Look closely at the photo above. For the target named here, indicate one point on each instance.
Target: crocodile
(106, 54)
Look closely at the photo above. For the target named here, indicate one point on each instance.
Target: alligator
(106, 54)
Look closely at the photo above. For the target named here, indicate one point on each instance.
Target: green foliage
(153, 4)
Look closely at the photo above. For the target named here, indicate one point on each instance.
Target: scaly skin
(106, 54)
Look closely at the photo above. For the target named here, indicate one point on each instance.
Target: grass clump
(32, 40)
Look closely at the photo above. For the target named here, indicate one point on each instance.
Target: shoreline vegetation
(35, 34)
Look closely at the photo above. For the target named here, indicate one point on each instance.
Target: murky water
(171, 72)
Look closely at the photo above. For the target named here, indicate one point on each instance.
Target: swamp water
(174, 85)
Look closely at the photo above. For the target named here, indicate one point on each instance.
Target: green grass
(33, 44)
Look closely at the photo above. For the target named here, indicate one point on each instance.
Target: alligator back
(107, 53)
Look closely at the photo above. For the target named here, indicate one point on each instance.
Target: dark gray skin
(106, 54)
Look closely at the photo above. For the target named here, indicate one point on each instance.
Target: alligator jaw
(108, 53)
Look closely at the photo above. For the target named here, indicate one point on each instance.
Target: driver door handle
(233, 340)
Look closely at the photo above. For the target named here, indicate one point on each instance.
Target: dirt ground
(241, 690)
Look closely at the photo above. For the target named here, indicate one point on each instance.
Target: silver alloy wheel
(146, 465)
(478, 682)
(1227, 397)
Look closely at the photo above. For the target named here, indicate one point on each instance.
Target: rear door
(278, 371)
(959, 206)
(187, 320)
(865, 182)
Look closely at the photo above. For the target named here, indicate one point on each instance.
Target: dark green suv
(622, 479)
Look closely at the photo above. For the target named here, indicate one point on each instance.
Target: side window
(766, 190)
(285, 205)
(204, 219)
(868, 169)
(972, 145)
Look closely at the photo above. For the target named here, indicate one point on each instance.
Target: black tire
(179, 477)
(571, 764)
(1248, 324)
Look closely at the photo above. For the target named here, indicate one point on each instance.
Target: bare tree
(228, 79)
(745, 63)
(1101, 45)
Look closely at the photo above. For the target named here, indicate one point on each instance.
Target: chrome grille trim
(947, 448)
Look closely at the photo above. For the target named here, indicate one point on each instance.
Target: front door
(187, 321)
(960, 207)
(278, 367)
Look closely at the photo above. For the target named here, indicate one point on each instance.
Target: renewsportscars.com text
· · · · ·
Exercise description: Copy the records above, keeping each line identical.

Task answer:
Look closely at the photo above. For the target named here, indicate one point on each instance.
Target: crocodile
(106, 54)
Look closely at the photo above. For the target named here, indicate one point on each instance.
Target: alligator
(106, 54)
Look closely at the photo above. For the target named here, indicate one point on each instance.
Target: green foliage
(153, 4)
Look closely at the photo above. For the target named here, indicate one point on each instance.
Target: scaly skin
(106, 54)
Look closely at the photo above. For the target named here, indicate one point on each instance.
Target: grass clump
(32, 40)
Look closely at the photo above. For the target named here, indicate one point on each instance.
Target: shoreline vegetation
(35, 34)
Look closely at the photo above. For the target named here, indicate one point on each instance.
Target: murky water
(171, 72)
Look closely at the photo above. For the target named here, indicate one point on each instance.
Target: swamp water
(174, 85)
Look closely at the photo above. For the target named here, indicate one point on each instance.
Target: green grass
(33, 44)
Look closely at the photo above. For the target named here, indicate one point on each instance.
Target: alligator back
(107, 53)
Look closely at the photo above. For the target named here, indicate one point on each instance.
Target: dark gray skin
(106, 54)
Look closely at the photo above. For the target named here, indicate one point on each instance.
Target: alligator jaw
(108, 53)
Look closely at the photo above. For the target named here, indicate one point on each instance.
Target: driver door handle
(233, 340)
Look closely at the photo above. For the target named here, indicate one point on each instance.
Target: dirt ground
(241, 690)
Look closely at the photo above. For the target named here, indicate one point on each instance.
Target: silver alloy wheel
(146, 465)
(478, 682)
(1227, 397)
Look closely at the photo above. For the target named here, indicate one point on each instance.
Target: rear door
(278, 371)
(959, 206)
(187, 320)
(865, 182)
Look closely at the photo above. For the target named here, indicate one point on each instance.
Target: dark green suv
(622, 479)
Look closely at the photo above. For the target named here, indicate one point on each instance.
Target: side window
(766, 190)
(285, 205)
(204, 219)
(868, 169)
(972, 145)
Look closely at the photo above. For the target named here, indicate one point on each instance.
Target: black tire
(179, 477)
(571, 764)
(1248, 324)
Look closely at the photo above. For the target named here, indicate one point on each instance.
Target: bare tree
(228, 79)
(745, 63)
(1101, 45)
Look closely at the photo above. For the target named here, indicate one point on each instance.
Target: chrome grille trim
(947, 448)
Look closely at the photo above. For the target named here, indicate one point on each instance.
Target: front door
(187, 321)
(960, 207)
(278, 367)
Look closely at the photo above. For the target named here, indicate one point on each instance.
Target: renewsportscars.com text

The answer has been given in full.